## EXCERPT
4 Example 1. The multivariate Fay-Herriot model (Model 1)

datasae1, which is generated based on Model 1, contains 50 observations on the following 11 variables: 3 dependent variables « Y1,Y2, and Y3 », 2 auxiliary variables « X1 and X2 », and 6 variance-covariance of direct estimation « v1,v2,v3,v12,v13, and v23 ». The procedures for generating such datasets are provided in the previous section. The following R commands are run to obtain EBLUPs of the univariate Fay-Herriot model (Model 0) and the multivariate Fay-Herriot model (Model 1), plot the EBLUPs of the univariate and multivarate model, and plot the MSEs of EBLUPs in the univariate and multivarate model:

data('datasae1')

## Stored items from a collection
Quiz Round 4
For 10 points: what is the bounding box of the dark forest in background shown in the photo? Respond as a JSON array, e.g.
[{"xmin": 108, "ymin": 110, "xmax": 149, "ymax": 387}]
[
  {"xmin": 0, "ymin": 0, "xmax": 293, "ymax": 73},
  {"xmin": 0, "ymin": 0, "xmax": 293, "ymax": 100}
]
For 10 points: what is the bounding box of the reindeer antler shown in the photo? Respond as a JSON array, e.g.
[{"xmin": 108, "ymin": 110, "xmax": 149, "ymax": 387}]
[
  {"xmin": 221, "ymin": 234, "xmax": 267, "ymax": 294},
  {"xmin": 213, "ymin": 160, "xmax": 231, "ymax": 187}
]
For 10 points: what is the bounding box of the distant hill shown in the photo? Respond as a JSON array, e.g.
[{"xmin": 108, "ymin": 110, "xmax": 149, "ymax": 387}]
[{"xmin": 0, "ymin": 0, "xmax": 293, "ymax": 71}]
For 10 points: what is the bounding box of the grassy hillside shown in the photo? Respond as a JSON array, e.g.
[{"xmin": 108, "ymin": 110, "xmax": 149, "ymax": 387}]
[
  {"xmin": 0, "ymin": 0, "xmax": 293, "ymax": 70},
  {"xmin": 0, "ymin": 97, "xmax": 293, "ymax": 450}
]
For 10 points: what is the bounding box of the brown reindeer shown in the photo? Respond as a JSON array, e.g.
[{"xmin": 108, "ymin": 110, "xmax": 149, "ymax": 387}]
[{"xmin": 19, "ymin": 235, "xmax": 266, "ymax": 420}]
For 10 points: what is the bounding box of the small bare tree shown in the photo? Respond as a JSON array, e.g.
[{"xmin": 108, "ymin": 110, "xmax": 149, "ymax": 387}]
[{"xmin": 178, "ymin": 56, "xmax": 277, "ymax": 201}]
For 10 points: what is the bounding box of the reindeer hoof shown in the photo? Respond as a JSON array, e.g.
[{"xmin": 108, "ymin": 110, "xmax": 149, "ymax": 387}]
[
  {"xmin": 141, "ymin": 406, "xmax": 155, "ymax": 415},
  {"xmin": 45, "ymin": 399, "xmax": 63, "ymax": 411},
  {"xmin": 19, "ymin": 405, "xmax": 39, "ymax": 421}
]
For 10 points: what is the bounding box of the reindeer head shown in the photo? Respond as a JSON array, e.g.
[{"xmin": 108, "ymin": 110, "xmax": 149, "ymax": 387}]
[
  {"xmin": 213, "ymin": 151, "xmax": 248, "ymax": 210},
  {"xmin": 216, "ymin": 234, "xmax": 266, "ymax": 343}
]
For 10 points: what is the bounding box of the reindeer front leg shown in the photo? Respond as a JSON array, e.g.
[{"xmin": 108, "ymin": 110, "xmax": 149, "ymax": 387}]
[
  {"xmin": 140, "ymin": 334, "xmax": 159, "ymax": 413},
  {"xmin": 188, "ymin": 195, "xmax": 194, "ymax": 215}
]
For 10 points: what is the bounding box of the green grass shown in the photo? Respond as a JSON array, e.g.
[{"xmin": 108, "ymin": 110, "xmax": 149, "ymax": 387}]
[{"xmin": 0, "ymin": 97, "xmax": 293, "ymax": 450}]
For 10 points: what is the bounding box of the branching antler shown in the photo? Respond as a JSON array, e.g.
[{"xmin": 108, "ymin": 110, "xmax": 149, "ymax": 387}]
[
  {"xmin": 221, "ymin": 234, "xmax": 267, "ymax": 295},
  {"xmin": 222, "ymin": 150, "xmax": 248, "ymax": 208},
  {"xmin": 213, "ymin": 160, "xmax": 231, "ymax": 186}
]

## YOUR TASKS
1 - Can you output the entries as a JSON list of strings, one string per line, beginning at the line that has "For 10 points: what is the bounding box of the green" and ending with the last line of the entries? Leave out any blank lines.
2 - What comes next in the Fay-Herriot excerpt? Continue it from its last line.

## EXERCISE RESULTS
1 -
[
  "For 10 points: what is the bounding box of the green grass shown in the photo? Respond as a JSON array, e.g.",
  "[{\"xmin\": 108, \"ymin\": 110, \"xmax\": 149, \"ymax\": 387}]",
  "[{\"xmin\": 0, \"ymin\": 97, \"xmax\": 293, \"ymax\": 450}]",
  "For 10 points: what is the bounding box of the branching antler shown in the photo? Respond as a JSON array, e.g.",
  "[{\"xmin\": 108, \"ymin\": 110, \"xmax\": 149, \"ymax\": 387}]",
  "[",
  "  {\"xmin\": 221, \"ymin\": 234, \"xmax\": 267, \"ymax\": 295},",
  "  {\"xmin\": 222, \"ymin\": 150, \"xmax\": 248, \"ymax\": 208},",
  "  {\"xmin\": 213, \"ymin\": 160, \"xmax\": 231, \"ymax\": 186}",
  "]"
]

2 -
# model specifications
Fo <- list(f1=Y1~X1+X2,
            f2=Y2~X1+X2,
            f3=Y3~X1+X2)
vardir <- c("v1", "v2", "v3", "v12", "v13", "v23")

# EBLUP based on Model 0 and Model 1
u <- eblupUFH(Fo, vardir, data=datasae1)  # Model 0
m1 <- eblupMFH1(Fo, vardir, data=datasae1)  #Model 1

# Figure 1: EBLUPs under Model 0 and Model 1
par(mfrow=c(1,3))

plot(u$eblup$Y1, type = "o", col = "blue", pch = 15, xlab = "area", ylab = "Y1",
     cex.axis = 1.5, cex.lab = 1.5, xaxt = "n")
points(m1$eblup$Y1, type = "o", col = "red", pch = 18) 
axis(1, at=1:50, labels = 1:50)
legend("topleft",legend=c("Model 0","Model 1"),ncol=2 , col=c("blue","red"), 
    pch=c(15,18), inset=c(0.617,-0.1), xpd=TRUE)
plot(u$eblup$Y2, type = "o", col = "blue", pch = 15, xlab = "area", ylab = "Y2",
     cex.axis = 1.5, cex.lab = 1.5, xaxt = "n")
points(m1$eblup$Y2, type = "o", col = "red", pch = 18)
axis(1, at=1:50, labels = 1:50)
legend("topleft",legend=c("Model 0","Model 1"),ncol=2 , col=c("blue","red"), 
    pch=c(15,18), inset=c(0.617,-0.1), xpd=TRUE)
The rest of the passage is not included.